## [TASK]
Restate every entry word for word.

[Object position labeling entries]
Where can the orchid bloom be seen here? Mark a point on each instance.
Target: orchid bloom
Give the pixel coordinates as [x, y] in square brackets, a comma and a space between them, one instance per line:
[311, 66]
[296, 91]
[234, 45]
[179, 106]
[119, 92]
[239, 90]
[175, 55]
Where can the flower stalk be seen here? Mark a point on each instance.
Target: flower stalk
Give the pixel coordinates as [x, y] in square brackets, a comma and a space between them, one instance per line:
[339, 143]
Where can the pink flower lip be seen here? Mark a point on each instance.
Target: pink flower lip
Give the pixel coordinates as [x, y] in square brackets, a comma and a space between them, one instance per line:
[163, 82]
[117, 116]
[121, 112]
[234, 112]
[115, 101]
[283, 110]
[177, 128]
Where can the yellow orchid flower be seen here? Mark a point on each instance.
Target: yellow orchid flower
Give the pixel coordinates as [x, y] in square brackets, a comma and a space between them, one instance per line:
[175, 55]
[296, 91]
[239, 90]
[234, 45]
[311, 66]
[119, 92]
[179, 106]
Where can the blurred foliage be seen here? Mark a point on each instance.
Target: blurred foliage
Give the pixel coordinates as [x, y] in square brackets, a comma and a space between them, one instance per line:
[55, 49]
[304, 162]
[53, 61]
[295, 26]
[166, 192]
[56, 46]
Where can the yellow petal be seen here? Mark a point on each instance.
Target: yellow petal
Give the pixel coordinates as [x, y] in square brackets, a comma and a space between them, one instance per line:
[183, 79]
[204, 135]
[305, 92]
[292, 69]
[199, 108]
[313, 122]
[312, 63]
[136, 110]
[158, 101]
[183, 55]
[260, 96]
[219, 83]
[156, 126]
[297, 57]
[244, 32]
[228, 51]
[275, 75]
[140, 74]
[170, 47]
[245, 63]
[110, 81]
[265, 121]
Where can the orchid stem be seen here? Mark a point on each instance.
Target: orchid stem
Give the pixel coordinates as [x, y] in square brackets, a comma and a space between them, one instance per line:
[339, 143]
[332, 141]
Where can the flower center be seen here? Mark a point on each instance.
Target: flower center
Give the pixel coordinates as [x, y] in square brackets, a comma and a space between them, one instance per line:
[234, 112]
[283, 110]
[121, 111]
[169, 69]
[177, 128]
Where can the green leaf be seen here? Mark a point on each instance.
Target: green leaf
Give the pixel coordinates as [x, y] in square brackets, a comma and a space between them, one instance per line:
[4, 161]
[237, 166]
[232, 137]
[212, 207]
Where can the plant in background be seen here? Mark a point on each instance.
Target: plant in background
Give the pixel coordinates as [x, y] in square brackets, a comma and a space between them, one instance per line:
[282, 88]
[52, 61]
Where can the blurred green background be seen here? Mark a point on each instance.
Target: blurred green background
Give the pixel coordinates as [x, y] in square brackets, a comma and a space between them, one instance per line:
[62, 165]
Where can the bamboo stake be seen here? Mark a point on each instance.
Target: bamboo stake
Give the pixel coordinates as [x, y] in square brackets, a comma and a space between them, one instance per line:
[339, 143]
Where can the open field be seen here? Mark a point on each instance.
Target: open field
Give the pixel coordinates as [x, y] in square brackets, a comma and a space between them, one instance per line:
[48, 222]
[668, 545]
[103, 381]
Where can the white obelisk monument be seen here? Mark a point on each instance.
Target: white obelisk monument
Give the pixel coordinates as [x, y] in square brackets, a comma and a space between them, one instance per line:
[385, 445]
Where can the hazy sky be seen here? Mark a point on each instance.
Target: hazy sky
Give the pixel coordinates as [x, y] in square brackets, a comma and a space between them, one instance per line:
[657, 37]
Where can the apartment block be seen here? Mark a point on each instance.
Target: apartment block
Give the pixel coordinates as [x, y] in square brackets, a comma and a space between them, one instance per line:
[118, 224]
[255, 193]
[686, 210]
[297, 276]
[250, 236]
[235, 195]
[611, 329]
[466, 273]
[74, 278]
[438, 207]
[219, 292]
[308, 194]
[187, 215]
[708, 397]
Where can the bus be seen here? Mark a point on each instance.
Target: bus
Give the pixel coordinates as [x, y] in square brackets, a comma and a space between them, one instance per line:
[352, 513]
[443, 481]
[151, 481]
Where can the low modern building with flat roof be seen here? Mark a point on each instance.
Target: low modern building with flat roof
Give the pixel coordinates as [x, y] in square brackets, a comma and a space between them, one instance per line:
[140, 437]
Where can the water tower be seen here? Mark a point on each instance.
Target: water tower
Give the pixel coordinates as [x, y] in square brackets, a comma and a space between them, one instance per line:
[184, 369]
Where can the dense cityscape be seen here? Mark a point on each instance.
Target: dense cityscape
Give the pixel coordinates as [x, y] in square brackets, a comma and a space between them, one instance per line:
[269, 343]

## [EXERCISE OUTPUT]
Where can the orchid bloom be seen here? Mark a point on each instance.
Target: orchid bloom
Give the pixel coordinates as [x, y] in square brackets, a comma and a space between them, one instance per line:
[311, 66]
[296, 91]
[234, 45]
[179, 106]
[119, 92]
[239, 90]
[175, 55]
Where can the flower stalk be seen here? Mark a point on each instance.
Target: flower stalk
Give the pixel coordinates as [x, y] in square brackets, a comma and a space between them, one instance per line:
[339, 143]
Where can the pink flower lip be seen here? Mark a point on each instance.
Target: pink flower lip
Give the pixel coordinates as [x, y] in square brackets, a comma and a space between them, one instance per line:
[163, 82]
[117, 116]
[121, 112]
[234, 112]
[115, 101]
[283, 110]
[177, 128]
Where can the yellow orchid flower be seen here? Mark a point on each instance.
Target: yellow orchid flower
Give the pixel coordinates as [x, y] in square brackets, a comma and a space between them, one instance per line:
[175, 55]
[296, 91]
[239, 90]
[234, 45]
[311, 66]
[119, 92]
[179, 106]
Where can the blurred foliage be seen here? Mark a point on each instance.
Target: blurred foliage
Give the pixel coordinates as [x, y] in square brackets, a comma and a space between them, one instance per line:
[55, 49]
[304, 162]
[53, 61]
[295, 26]
[166, 192]
[56, 46]
Where can the yellow petal be seen here? Mark a point on each instance.
Target: yellow petal
Give the pixel coordinates as [x, y] in square brackets, a comma and a space between them, one instance per line:
[183, 79]
[204, 135]
[305, 92]
[292, 69]
[199, 108]
[313, 122]
[312, 63]
[136, 110]
[158, 101]
[183, 55]
[260, 96]
[219, 83]
[156, 126]
[297, 57]
[244, 32]
[228, 51]
[275, 75]
[140, 74]
[170, 47]
[245, 63]
[110, 81]
[265, 121]
Where can the orchid stem be seen here? Mark a point on each instance.
Target: orchid stem
Give the pixel coordinates as [x, y] in square brackets, a comma and a space between them, one instance per line:
[339, 143]
[332, 141]
Where can the flower center be seen here? Mark a point on each instance.
Target: flower center
Give the pixel coordinates as [x, y] in square brackets, a comma and a space between them, one instance per line:
[234, 112]
[283, 110]
[121, 111]
[169, 69]
[177, 128]
Where can the green leaf be seen here? Mark a point on each instance.
Target: green leaf
Give the pixel coordinates as [x, y] in square brackets, a comma and a space between them, one instance per line:
[4, 161]
[237, 166]
[232, 137]
[212, 207]
Where can the plant in background be seen here? Mark a point on each instance.
Target: plant in background
Give the pixel coordinates as [x, y] in square brackets, a comma and a space between them, one instance per line:
[282, 88]
[52, 61]
Where can the blurred green background be seen here? Mark a point on each instance.
Target: blurred green background
Give the pixel coordinates as [x, y] in square brackets, a comma and a space between them, one instance per line:
[62, 165]
Where can the bamboo stake be seen here? Mark a point on each instance.
Target: bamboo stake
Give the pixel coordinates as [x, y] in square brackets, a comma and a space between them, one instance per line:
[339, 143]
Where can the open field be seen here? Mark a point on each instance.
Target: open field
Give the pixel coordinates as [x, y] in square brackets, a comma and a space between them, one instance per line:
[48, 222]
[668, 545]
[103, 381]
Where can the white obelisk monument be seen here? Mark a point on each instance.
Target: white obelisk monument
Give the pixel coordinates as [x, y] in square brackets, a comma and a space between them, one instance per line:
[385, 445]
Where can the hazy sky be seen here? Mark a point on each instance.
Target: hazy sky
Give the pixel coordinates as [x, y] in square brackets, a comma and a space between them, one instance per line:
[657, 37]
Where can the apartment block be seen here? Mark a point on each instance.
Target: apartment block
Give the pixel coordinates as [x, y] in square brackets, a comma and a space between them, one instance per line:
[118, 224]
[255, 193]
[686, 210]
[297, 276]
[250, 236]
[235, 195]
[611, 329]
[466, 273]
[74, 278]
[438, 207]
[219, 292]
[308, 194]
[187, 215]
[708, 397]
Where can the bus be seen here? Mark a point on each instance.
Target: bus
Give the pixel coordinates as [x, y] in square brackets, a comma and a space between them, one instance per line:
[352, 513]
[443, 481]
[151, 481]
Where can the low modern building with flat roof be seen here? Mark a point on each instance.
Target: low modern building with flat roof
Give the pixel coordinates as [x, y] in square brackets, a comma and a space between them, one instance per line:
[140, 437]
Where can the water tower be seen here? Mark a point on each instance.
Target: water tower
Give the pixel coordinates as [x, y] in square brackets, a comma and a space between them, one instance per line:
[184, 369]
Where can the dense cityscape be seen here? Mark a point on each instance.
Target: dense cityscape
Give the pixel coordinates as [x, y] in square brackets, a comma and a space between them, one instance per line:
[269, 343]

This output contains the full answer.